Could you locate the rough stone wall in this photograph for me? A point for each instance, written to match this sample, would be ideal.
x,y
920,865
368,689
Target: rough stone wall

= = =

# Directive
Reproduce every line of the records above verbatim, changing nothing.

# Problem solution
Could you locate the rough stone wall in this photograph for me? A point for each instance, written to match this sample, would be ideal.
x,y
920,865
368,689
Target: rough stone wall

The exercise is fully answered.